◆ TASK REQUIREMENTS ◆
a) Reproduce the passage on saving a marriage after an affair word for word, starting at "A marital affair" and ending at "or even decades.".
b) Extend the article on repairing a marriage after infidelity, beginning immediately after its final sentence.
(EXCERPT TO READ Opens)
A marital affair can shake up a marriage like a tax audit shakes up a business. But although few things strike so deeply at the heart of a marriage as an affair, it is not necessarily the end of a marriage, provided it is handled correctly.
A strong, happy marriage stands on three legs – trust, intimacy and financial health. Damage to any one of those legs can make the once-stable tripod wobble and fall.
But cheating doesn’t just damage one leg – it hurts two, trust and intimacy. So an affair is very tough to bounce back from. It damages the very core of a relationship, making one partner doubt the love and loyalty of the other.
It is possible for a marriage to survive and even thrive again after an affair, but it takes a lot of work. The pain and damage from the affair don’t heal quickly, and sometimes they last for many years, or even decades.
If you’re determined to save your marriage after an affair, it’s important to act quickly and decisively.
The Affair Must End
First, the affair must end. Immediately. It can’t go on any longer. This means if you are the one who cheated, you must end things right now. Do it by phone call and get it done. I don’t care how deeply involved or entangled you were or are with this person – your marriage is and must be your primary relationship. So end the affair quickly and cleanly. Tell the other person you want to save your marriage and ask them to respect your decision.
Ending the affair by phone is the best way to do it because it doesn’t involve any more personal, face-to-face contact between you and the person you were having the affair with. Going to meet them in person may seem somehow like a more “honourable” way to do things, but there’s not much honour in a secret affair anyway, and an in-person meeting can quickly spiral out of control into either an emotional fight or having sex “one last time.”
Better to do this by phone call. Write down what you want to say and stick to that message. Don’t get drawn into lengthy conversations about irrelevant subjects. Stay on message – I’ve recommitted to my marriage and can’t have any contact with you anymore.
(EXCERPT TO READ Closes)
(SUPPLIED RECORDS Opens)
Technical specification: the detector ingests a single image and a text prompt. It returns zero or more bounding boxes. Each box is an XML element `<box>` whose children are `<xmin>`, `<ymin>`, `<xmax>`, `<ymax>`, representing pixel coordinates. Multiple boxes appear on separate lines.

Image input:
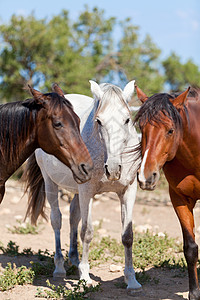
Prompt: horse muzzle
<box><xmin>71</xmin><ymin>163</ymin><xmax>93</xmax><ymax>184</ymax></box>
<box><xmin>137</xmin><ymin>171</ymin><xmax>160</xmax><ymax>191</ymax></box>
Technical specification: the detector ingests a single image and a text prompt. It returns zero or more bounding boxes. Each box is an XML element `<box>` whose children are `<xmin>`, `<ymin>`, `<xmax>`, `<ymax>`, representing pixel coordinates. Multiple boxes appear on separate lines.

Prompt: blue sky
<box><xmin>0</xmin><ymin>0</ymin><xmax>200</xmax><ymax>67</ymax></box>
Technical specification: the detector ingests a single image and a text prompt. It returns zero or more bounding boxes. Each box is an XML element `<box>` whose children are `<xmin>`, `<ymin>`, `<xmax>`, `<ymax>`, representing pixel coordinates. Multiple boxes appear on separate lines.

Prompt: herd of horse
<box><xmin>0</xmin><ymin>80</ymin><xmax>200</xmax><ymax>300</ymax></box>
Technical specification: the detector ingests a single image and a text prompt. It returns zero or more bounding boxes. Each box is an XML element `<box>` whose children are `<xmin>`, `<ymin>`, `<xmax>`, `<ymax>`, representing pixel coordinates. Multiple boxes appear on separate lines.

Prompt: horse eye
<box><xmin>96</xmin><ymin>119</ymin><xmax>102</xmax><ymax>126</ymax></box>
<box><xmin>167</xmin><ymin>128</ymin><xmax>174</xmax><ymax>135</ymax></box>
<box><xmin>53</xmin><ymin>121</ymin><xmax>63</xmax><ymax>129</ymax></box>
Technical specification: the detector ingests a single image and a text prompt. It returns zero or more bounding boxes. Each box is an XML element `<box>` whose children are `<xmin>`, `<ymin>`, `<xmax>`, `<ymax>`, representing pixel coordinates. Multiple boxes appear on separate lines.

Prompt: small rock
<box><xmin>97</xmin><ymin>228</ymin><xmax>108</xmax><ymax>236</ymax></box>
<box><xmin>92</xmin><ymin>220</ymin><xmax>100</xmax><ymax>226</ymax></box>
<box><xmin>0</xmin><ymin>208</ymin><xmax>11</xmax><ymax>215</ymax></box>
<box><xmin>14</xmin><ymin>215</ymin><xmax>23</xmax><ymax>221</ymax></box>
<box><xmin>158</xmin><ymin>232</ymin><xmax>165</xmax><ymax>237</ymax></box>
<box><xmin>110</xmin><ymin>264</ymin><xmax>122</xmax><ymax>273</ymax></box>
<box><xmin>135</xmin><ymin>224</ymin><xmax>152</xmax><ymax>233</ymax></box>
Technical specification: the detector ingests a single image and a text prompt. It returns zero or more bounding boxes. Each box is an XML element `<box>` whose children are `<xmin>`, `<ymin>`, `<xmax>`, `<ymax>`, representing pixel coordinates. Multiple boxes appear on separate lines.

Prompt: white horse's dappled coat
<box><xmin>35</xmin><ymin>81</ymin><xmax>141</xmax><ymax>289</ymax></box>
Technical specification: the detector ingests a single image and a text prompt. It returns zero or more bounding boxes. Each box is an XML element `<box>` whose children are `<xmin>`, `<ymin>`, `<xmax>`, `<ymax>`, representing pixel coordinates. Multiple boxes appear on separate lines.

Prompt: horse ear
<box><xmin>123</xmin><ymin>80</ymin><xmax>135</xmax><ymax>102</ymax></box>
<box><xmin>135</xmin><ymin>85</ymin><xmax>148</xmax><ymax>103</ymax></box>
<box><xmin>171</xmin><ymin>86</ymin><xmax>190</xmax><ymax>107</ymax></box>
<box><xmin>28</xmin><ymin>85</ymin><xmax>46</xmax><ymax>107</ymax></box>
<box><xmin>51</xmin><ymin>83</ymin><xmax>65</xmax><ymax>98</ymax></box>
<box><xmin>89</xmin><ymin>80</ymin><xmax>103</xmax><ymax>100</ymax></box>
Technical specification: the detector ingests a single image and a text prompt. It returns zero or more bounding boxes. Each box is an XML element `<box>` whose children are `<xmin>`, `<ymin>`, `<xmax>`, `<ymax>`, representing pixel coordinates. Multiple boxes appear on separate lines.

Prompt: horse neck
<box><xmin>176</xmin><ymin>103</ymin><xmax>200</xmax><ymax>168</ymax></box>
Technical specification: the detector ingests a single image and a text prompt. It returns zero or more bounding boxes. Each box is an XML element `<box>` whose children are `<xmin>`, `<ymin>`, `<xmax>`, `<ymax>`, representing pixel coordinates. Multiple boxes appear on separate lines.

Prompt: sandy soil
<box><xmin>0</xmin><ymin>180</ymin><xmax>200</xmax><ymax>300</ymax></box>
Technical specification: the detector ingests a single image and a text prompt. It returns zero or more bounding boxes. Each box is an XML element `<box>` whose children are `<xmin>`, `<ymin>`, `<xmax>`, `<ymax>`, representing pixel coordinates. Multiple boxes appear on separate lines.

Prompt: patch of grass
<box><xmin>0</xmin><ymin>241</ymin><xmax>20</xmax><ymax>256</ymax></box>
<box><xmin>8</xmin><ymin>220</ymin><xmax>38</xmax><ymax>234</ymax></box>
<box><xmin>133</xmin><ymin>231</ymin><xmax>182</xmax><ymax>270</ymax></box>
<box><xmin>35</xmin><ymin>280</ymin><xmax>100</xmax><ymax>300</ymax></box>
<box><xmin>0</xmin><ymin>263</ymin><xmax>34</xmax><ymax>291</ymax></box>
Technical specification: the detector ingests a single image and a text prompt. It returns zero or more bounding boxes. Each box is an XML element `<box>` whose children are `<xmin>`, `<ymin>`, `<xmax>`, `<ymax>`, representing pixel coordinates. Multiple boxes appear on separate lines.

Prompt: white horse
<box><xmin>24</xmin><ymin>80</ymin><xmax>141</xmax><ymax>290</ymax></box>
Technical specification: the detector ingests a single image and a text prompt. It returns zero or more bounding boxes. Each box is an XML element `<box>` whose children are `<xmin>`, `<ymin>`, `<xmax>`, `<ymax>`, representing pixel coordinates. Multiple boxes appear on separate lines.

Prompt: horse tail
<box><xmin>23</xmin><ymin>153</ymin><xmax>47</xmax><ymax>225</ymax></box>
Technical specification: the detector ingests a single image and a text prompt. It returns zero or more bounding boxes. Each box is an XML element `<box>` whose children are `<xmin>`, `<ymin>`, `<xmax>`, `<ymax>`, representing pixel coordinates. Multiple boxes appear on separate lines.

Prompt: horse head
<box><xmin>29</xmin><ymin>84</ymin><xmax>93</xmax><ymax>183</ymax></box>
<box><xmin>90</xmin><ymin>80</ymin><xmax>134</xmax><ymax>181</ymax></box>
<box><xmin>135</xmin><ymin>87</ymin><xmax>189</xmax><ymax>190</ymax></box>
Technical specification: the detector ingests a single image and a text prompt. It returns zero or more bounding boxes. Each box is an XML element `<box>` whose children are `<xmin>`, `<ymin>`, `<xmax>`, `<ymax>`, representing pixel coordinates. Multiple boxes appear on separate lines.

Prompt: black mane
<box><xmin>0</xmin><ymin>93</ymin><xmax>72</xmax><ymax>163</ymax></box>
<box><xmin>0</xmin><ymin>101</ymin><xmax>37</xmax><ymax>162</ymax></box>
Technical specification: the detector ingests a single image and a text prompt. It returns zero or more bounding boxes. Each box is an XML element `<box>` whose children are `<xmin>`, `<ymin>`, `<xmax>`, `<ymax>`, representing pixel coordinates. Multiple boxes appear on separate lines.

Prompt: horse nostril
<box><xmin>153</xmin><ymin>172</ymin><xmax>157</xmax><ymax>180</ymax></box>
<box><xmin>79</xmin><ymin>164</ymin><xmax>88</xmax><ymax>175</ymax></box>
<box><xmin>105</xmin><ymin>165</ymin><xmax>110</xmax><ymax>176</ymax></box>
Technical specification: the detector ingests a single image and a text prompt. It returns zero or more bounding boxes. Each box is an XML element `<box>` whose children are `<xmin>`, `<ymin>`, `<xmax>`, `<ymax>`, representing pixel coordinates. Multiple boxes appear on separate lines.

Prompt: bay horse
<box><xmin>135</xmin><ymin>87</ymin><xmax>200</xmax><ymax>300</ymax></box>
<box><xmin>23</xmin><ymin>81</ymin><xmax>141</xmax><ymax>290</ymax></box>
<box><xmin>0</xmin><ymin>84</ymin><xmax>93</xmax><ymax>203</ymax></box>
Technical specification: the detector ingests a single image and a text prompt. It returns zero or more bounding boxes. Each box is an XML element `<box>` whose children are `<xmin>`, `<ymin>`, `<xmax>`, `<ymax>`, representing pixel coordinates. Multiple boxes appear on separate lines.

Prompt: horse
<box><xmin>0</xmin><ymin>84</ymin><xmax>93</xmax><ymax>203</ymax></box>
<box><xmin>23</xmin><ymin>81</ymin><xmax>141</xmax><ymax>290</ymax></box>
<box><xmin>135</xmin><ymin>87</ymin><xmax>200</xmax><ymax>300</ymax></box>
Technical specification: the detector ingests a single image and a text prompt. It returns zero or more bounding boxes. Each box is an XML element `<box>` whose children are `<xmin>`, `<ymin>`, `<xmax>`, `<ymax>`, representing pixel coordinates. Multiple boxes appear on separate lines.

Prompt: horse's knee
<box><xmin>183</xmin><ymin>240</ymin><xmax>198</xmax><ymax>264</ymax></box>
<box><xmin>81</xmin><ymin>224</ymin><xmax>93</xmax><ymax>243</ymax></box>
<box><xmin>122</xmin><ymin>222</ymin><xmax>133</xmax><ymax>248</ymax></box>
<box><xmin>51</xmin><ymin>209</ymin><xmax>62</xmax><ymax>230</ymax></box>
<box><xmin>70</xmin><ymin>194</ymin><xmax>81</xmax><ymax>225</ymax></box>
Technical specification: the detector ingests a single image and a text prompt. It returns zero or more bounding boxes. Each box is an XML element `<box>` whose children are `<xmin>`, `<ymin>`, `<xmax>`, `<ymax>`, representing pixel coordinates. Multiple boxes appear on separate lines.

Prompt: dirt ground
<box><xmin>0</xmin><ymin>180</ymin><xmax>200</xmax><ymax>300</ymax></box>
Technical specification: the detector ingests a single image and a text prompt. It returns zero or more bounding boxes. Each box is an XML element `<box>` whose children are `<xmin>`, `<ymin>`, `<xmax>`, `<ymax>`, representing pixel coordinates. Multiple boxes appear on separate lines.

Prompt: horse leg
<box><xmin>119</xmin><ymin>180</ymin><xmax>142</xmax><ymax>290</ymax></box>
<box><xmin>45</xmin><ymin>177</ymin><xmax>66</xmax><ymax>277</ymax></box>
<box><xmin>69</xmin><ymin>194</ymin><xmax>81</xmax><ymax>267</ymax></box>
<box><xmin>0</xmin><ymin>183</ymin><xmax>5</xmax><ymax>203</ymax></box>
<box><xmin>78</xmin><ymin>188</ymin><xmax>93</xmax><ymax>285</ymax></box>
<box><xmin>169</xmin><ymin>189</ymin><xmax>200</xmax><ymax>300</ymax></box>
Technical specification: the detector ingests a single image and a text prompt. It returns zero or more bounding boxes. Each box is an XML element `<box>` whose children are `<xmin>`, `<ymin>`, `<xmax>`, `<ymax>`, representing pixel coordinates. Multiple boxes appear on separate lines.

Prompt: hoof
(SUPPLIED RECORDS Closes)
◆ EXPECTED RESPONSES ◆
a)
A marital affair can shake up a marriage like a tax audit shakes up a business. But although few things strike so deeply at the heart of a marriage as an affair, it is not necessarily the end of a marriage, provided it is handled correctly.
A strong, happy marriage stands on three legs – trust, intimacy and financial health. Damage to any one of those legs can make the once-stable tripod wobble and fall.
But cheating doesn’t just damage one leg – it hurts two, trust and intimacy. So an affair is very tough to bounce back from. It damages the very core of a relationship, making one partner doubt the love and loyalty of the other.
It is possible for a marriage to survive and even thrive again after an affair, but it takes a lot of work. The pain and damage from the affair don’t heal quickly, and sometimes they last for many years, or even decades.

b)
Never Have Contact With Your Lover
Which brings me to my second point. Not only must the affair end at once, but you can never have any contact with the person you were cheating with. This is also essential.
You must break things off quickly and cleanly and make sure you have no more contact with this person, no chance to ever see them and cheat with them again. Not only is this vital to restore your partner’s faith in you – faith which you have trampled on – but this is vital for you. It’s important for you to protect yourself from the possibility of further cheating.
End the affair quickly, cleanly and permanently. Let the person you were having the affair with know that there is zero chance you will cheat with them again. This may be very painful for you and for them, but it is the best thing to do. You don’t want this person to have any doubt. You don’t want them waiting around hoping you will leave your spouse and come back to them.
Restoring Intimacy with Your Spouse
Once all this is done, it’s time for you to focus on rebuilding trust and intimacy in your marriage. Intimacy is not sex. Intimacy is sharing your true self with your spouse. That means frequent, honest, clear communication.
The first thing the injured spouse is going to want to communicate about, probably, is the lurid details of the affair. While it is fair for them to ask about it, and understandably, it is important for both spouses to limit this kind of conversation. A good idea is to agree to a short period of time – a single meeting of an hour, say, or perhaps a few meetings over a week. During this short time, your spouse can ask you anything they want about your affair, and you can answer them.
You don’t have to tell them everything – that’s something you must decide in advance – but you do have to satisfy them.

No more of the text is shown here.